▸ Instruksi Tugas A: Susun bentangan daftar entri penunjukan objek bernama di bawah, dari baris yang memuat "Exercise. Mark the dead" hingga akhir daftar (keduanya termasuk), sebagai CSV dua kolom bernama kueri dan hasil. Setiap teks beserta jawabannya menjadi satu baris, masing-masing dalam satu kolom berkutip dengan jeda baris diganti spasi.

▸ Teks yang Diberikan:

-- -- --

Dalam Gauntlet Runner sendiri kamu bisa melakukan berbagai aktivitas yang sangat berguna untuk meningkatkan Royal Virtues, sebuah stats khusus yang bisa dibilang mirip dengan sistem social stats dalam seri Persona, tapi bedanya di sini setiap poin yang ada adalah kualifikasi khusus bagi seseorang untuk menjadi raja. Setiap kali kamu melakukan aktivitas seperti ini, maka waktu akan bergulir dari pagi hari ke malam atau berubah ke keesokan harinya. Jadi di sisi lain juga seperti yang mungkin sudah banyak dari kamu ketahui, gamenya memang ikut mengusung sistem Calendar di mana kamu akan menghabiskan waktu dari hari ke hari secara bebas.
Selain itu masih ada berbagai hal lain yang bisa kamu lakukan di Gauntlet Runner seperti memasak, melakukan aktivitas demi meningkatkan statistik kekuatan karakter, hingga meneruskan progress cerita Follower yang terkadang juga membutuhkan Royal Virtues spesifik di tingkatan lebih tinggi sebelum bisa meneruskan progressnya lebih jauh. Karenanya aspek time management di game ini memang cukup penting, dan bahkan terasa lebih kuat lagi karena kamu bisa menghabiskan waktu minimal satu hingga beberapa hari untuk menempuh perjalanan dari satu lokasi ke yang lain. Sepanjang perjalanan inilah kamu hanya bisa menghabiskan waktu dalam Gauntlet Runner dan entah kenapa kami merasa adanya sensasi yang begitu imersif di sepanjang perjalanannya.

-- -- --

[Entri penunjukan objek bernama]

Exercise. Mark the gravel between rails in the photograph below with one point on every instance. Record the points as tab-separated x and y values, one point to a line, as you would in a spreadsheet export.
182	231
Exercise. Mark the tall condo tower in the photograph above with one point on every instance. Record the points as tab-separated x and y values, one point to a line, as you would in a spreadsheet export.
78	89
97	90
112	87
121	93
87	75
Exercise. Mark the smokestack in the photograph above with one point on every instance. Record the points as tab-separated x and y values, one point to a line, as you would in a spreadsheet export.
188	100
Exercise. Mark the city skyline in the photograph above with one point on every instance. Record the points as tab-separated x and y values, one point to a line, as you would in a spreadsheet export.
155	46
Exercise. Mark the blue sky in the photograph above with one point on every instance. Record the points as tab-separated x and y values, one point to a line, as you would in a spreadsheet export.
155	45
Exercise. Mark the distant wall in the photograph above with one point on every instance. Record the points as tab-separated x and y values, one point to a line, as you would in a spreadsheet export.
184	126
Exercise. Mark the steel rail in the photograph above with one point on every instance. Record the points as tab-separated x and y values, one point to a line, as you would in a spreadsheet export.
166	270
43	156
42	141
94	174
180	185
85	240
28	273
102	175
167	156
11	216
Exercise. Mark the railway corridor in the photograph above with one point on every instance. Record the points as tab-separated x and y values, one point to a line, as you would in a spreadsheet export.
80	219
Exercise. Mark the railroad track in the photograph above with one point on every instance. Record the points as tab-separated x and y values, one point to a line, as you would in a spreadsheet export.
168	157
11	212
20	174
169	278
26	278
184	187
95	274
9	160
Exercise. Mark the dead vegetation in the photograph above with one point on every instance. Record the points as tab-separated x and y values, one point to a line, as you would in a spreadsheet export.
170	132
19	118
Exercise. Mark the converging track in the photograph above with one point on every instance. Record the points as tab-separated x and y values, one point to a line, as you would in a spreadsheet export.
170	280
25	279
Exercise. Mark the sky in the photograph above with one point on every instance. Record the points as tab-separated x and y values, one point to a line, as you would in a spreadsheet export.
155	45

-- -- --

▸ Instruksi Tugas B: Tulis kembali bentangan teks tentang Gauntlet Runner dari kata "Selain itu masih" hingga kata "di sepanjang perjalanannya.", dengan menukar "memasak" menjadi "memancing".

▸ Penyelesaian Soal A:
kueri,hasil
"Exercise. Mark the dead vegetation in the photograph above with one point on every instance. Record the points as tab-separated x and y values, one point to a line, as you would in a spreadsheet export.","170	132 19	118"
"Exercise. Mark the converging track in the photograph above with one point on every instance. Record the points as tab-separated x and y values, one point to a line, as you would in a spreadsheet export.","170	280 25	279"
"Exercise. Mark the sky in the photograph above with one point on every instance. Record the points as tab-separated x and y values, one point to a line, as you would in a spreadsheet export.","155	45"

▸ Penyelesaian Soal B:
Selain itu masih ada berbagai hal lain yang bisa kamu lakukan di Gauntlet Runner seperti memancing, melakukan aktivitas demi meningkatkan statistik kekuatan karakter, hingga meneruskan progress cerita Follower yang terkadang juga membutuhkan Royal Virtues spesifik di tingkatan lebih tinggi sebelum bisa meneruskan progressnya lebih jauh. Karenanya aspek time management di game ini memang cukup penting, dan bahkan terasa lebih kuat lagi karena kamu bisa menghabiskan waktu minimal satu hingga beberapa hari untuk menempuh perjalanan dari satu lokasi ke yang lain. Sepanjang perjalanan inilah kamu hanya bisa menghabiskan waktu dalam Gauntlet Runner dan entah kenapa kami merasa adanya sensasi yang begitu imersif di sepanjang perjalanannya.